### [Source extract]
= Concertina model =

International trade strategy

The concertina model, sometimes referred to as the concertina rule or concertina method, is an international trade liberalisation strategy, which consists of removing the highest tariffs first. Amiti (2004, p. 3) traces this "idea back to Meade (1955, Trade and Welfare) who concluded that the welfare gains will be larger if tariffs on those goods with the highest tariffs are reduced first. This result was formalized by a number of authors, including Bertrand and Vanek (1971) and Falvey (1988) for a small, open, perfectly competitive economy."

The concertina method consists in a piecemeal approach to trade reforms, however, with a clear quantitative priority setting. The concertina model is also highlighted briefly in Dani Rodrik's book One Economics, Many Recipes and Max Corden's textbook Trade Policy and Economic Welfare. Haussmann, Rodrik and Velasco (HRV)(Growth Diagnostics, 2004) refer to the concertina method as a simple trade and more specifically, tariff reform, second best strategy. The concertina method is a general rule of thumb, which consists in eliminating the highest tariffs first, and so on, until ideally all tariffs are eliminated.

### [Assignment A]
In the text on the concertina model, rewrite the paragraph beginning "The concertina method consists in a piecemeal approach" as a bulleted list that keeps its main facts.
### [Assignment B]
According to the text on the concertina model, to whom does Amiti trace the idea of cutting the highest tariffs first?

### [Given data]
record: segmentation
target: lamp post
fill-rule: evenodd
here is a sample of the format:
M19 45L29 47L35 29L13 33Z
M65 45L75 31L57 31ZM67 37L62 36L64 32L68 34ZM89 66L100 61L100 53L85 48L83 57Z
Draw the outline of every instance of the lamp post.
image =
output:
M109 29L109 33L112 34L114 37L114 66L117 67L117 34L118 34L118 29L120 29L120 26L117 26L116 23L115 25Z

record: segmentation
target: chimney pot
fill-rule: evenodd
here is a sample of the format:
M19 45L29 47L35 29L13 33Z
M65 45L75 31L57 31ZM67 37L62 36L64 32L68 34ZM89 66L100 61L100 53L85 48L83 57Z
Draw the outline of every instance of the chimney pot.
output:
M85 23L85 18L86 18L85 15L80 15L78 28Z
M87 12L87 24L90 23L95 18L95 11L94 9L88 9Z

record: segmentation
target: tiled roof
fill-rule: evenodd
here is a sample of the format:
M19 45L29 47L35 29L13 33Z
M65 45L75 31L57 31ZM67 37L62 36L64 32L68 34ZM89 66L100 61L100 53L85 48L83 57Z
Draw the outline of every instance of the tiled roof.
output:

### [Final answer A]
- It is a piecemeal approach to trade reform with a clear quantitative priority setting.
- It is briefly highlighted in Dani Rodrik's book One Economics, Many Recipes and in Max Corden's textbook Trade Policy and Economic Welfare.
- Haussmann, Rodrik and Velasco (HRV) (Growth Diagnostics, 2004) call it a simple second-best strategy for trade reform, and more specifically for tariff reform.
- It is a general rule of thumb: eliminate the highest tariffs first, and so on, until ideally all tariffs are eliminated.

### [Final answer B]
Meade (1955, Trade and Welfare)